TASK INSTRUCTIONS: Of the lines listed below, return exactly those that run from the line containing "Task: point out each instance of the pendant" through the line containing "Task: point out each instance of the chandelier light", both included.

++++++++++++++++++++

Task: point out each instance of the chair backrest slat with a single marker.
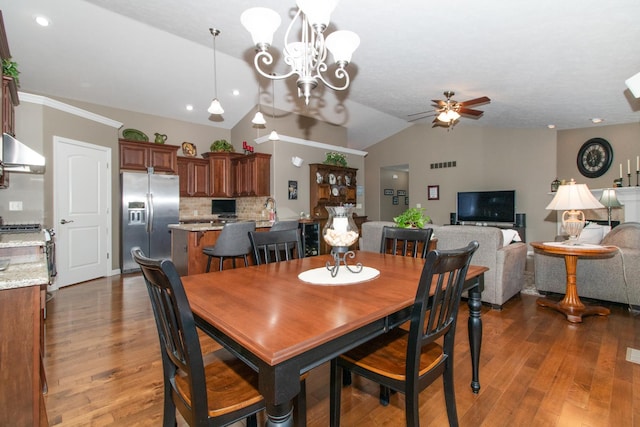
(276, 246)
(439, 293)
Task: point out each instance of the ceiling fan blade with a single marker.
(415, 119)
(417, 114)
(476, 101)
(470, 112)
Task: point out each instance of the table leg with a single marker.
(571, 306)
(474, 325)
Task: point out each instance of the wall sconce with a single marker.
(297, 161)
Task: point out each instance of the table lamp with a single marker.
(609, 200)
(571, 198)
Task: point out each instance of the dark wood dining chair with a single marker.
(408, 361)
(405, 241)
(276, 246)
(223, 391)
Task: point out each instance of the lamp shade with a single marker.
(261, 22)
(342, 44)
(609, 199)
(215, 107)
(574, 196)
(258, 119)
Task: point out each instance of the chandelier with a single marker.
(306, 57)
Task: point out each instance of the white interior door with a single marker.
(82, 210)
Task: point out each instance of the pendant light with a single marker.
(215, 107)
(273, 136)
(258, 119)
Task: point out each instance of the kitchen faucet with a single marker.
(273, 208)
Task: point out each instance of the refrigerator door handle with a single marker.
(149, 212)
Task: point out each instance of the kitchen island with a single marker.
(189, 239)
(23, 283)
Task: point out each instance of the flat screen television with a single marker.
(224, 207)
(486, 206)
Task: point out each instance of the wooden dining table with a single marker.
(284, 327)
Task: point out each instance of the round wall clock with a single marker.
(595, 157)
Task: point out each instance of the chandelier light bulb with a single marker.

++++++++++++++++++++

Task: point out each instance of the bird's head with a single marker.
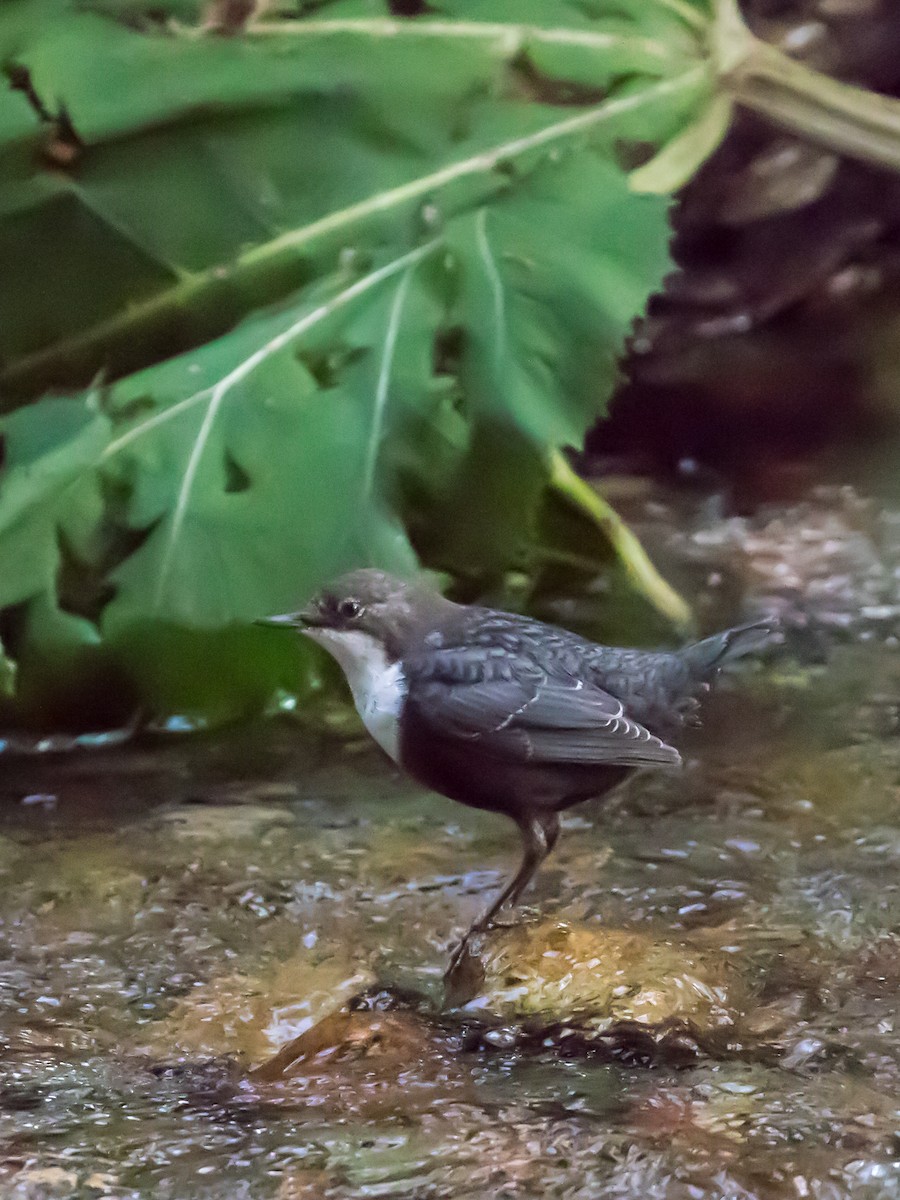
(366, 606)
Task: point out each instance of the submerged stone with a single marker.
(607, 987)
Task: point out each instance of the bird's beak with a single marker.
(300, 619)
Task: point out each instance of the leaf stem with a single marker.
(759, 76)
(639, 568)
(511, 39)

++++++++++++++++++++

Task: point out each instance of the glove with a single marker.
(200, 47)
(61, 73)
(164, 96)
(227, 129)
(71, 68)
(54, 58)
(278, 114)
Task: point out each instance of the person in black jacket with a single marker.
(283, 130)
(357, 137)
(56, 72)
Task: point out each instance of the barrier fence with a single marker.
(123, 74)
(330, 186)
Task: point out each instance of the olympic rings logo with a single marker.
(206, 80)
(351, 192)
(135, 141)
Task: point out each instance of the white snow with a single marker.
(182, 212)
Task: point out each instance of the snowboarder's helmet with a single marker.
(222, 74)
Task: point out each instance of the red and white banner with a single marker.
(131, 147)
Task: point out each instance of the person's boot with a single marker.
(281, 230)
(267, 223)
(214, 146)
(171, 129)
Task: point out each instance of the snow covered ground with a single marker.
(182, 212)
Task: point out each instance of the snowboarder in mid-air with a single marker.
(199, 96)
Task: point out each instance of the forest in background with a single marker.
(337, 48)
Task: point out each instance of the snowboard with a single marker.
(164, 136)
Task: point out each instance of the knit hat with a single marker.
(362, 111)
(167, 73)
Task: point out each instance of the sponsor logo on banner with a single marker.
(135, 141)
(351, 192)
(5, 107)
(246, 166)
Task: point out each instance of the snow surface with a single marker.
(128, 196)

++++++++++++++++++++

OUTPUT FOR THIS TASK:
Task: point out each instance of the pendant light with a single marker.
(215, 107)
(273, 136)
(258, 119)
Task: point out each instance of the kitchen faucet with a single marker.
(273, 208)
Task: point out each instance of the refrigerator door handle with a single marker.
(149, 212)
Task: point out each instance of the kitchen island with a single marker.
(189, 239)
(23, 283)
Task: point out each instance of the flat screen television with a single marker.
(224, 207)
(486, 206)
Task: point out each instance of the wooden dining table with a single marker.
(284, 327)
Task: point out each instance of the round wall clock with a single marker.
(595, 157)
Task: point out each instance of the chandelier light bulb with a single marker.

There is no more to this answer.